*Written exercise*: Rewrite the rows below with "photo" replaced by "image" and everything else unchanged. Omit the pictures.

*Material*:
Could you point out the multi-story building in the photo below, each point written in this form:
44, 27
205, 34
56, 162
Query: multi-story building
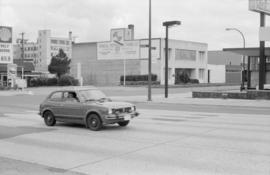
30, 52
49, 46
102, 63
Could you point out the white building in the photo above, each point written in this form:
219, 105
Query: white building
103, 63
184, 56
49, 46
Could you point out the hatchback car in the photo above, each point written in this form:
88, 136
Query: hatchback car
88, 106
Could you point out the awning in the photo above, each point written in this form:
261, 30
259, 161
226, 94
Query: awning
252, 52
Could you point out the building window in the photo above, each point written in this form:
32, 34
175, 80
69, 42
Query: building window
202, 57
187, 55
62, 42
53, 41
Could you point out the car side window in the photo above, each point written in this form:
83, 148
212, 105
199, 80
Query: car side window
70, 96
57, 96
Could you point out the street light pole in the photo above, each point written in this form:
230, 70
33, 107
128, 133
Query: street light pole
22, 61
150, 53
244, 46
166, 61
168, 24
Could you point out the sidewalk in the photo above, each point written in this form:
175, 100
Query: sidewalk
15, 92
186, 98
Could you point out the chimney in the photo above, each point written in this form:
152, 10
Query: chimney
131, 27
70, 35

*Result of this task*:
Could you point out the multi-story building in the image below, each point written in this form:
44, 27
205, 34
56, 162
Query: multi-story building
30, 52
49, 46
102, 63
Could you point out the white building in the image above, each point written in this form:
219, 105
Query: white building
103, 63
184, 56
49, 46
Could you point out the hatchback car in the image above, each point written in this form:
88, 136
Query: hatchback car
88, 106
Could you point out the awning in the image above, each point written in this form:
261, 30
259, 161
226, 94
Query: awning
252, 52
Could you point out the building window in the image above, each point written in this form:
32, 34
175, 80
69, 42
Query: building window
202, 57
187, 55
62, 42
53, 41
Could you point out the car side window in the image above, each point written in this form:
83, 148
212, 105
199, 80
Query: car side window
70, 96
57, 96
Could you point out the street light pole in the image above, each point written in this form:
230, 70
33, 107
128, 133
Query: street light pole
22, 61
150, 53
244, 46
166, 61
168, 24
Could you point out the sidewalk in the image above, each point written in this form:
175, 100
Query: sidewalk
15, 92
186, 98
Could you point out the chimney in the image above, each point written in this form:
152, 10
Query: chimney
131, 27
70, 35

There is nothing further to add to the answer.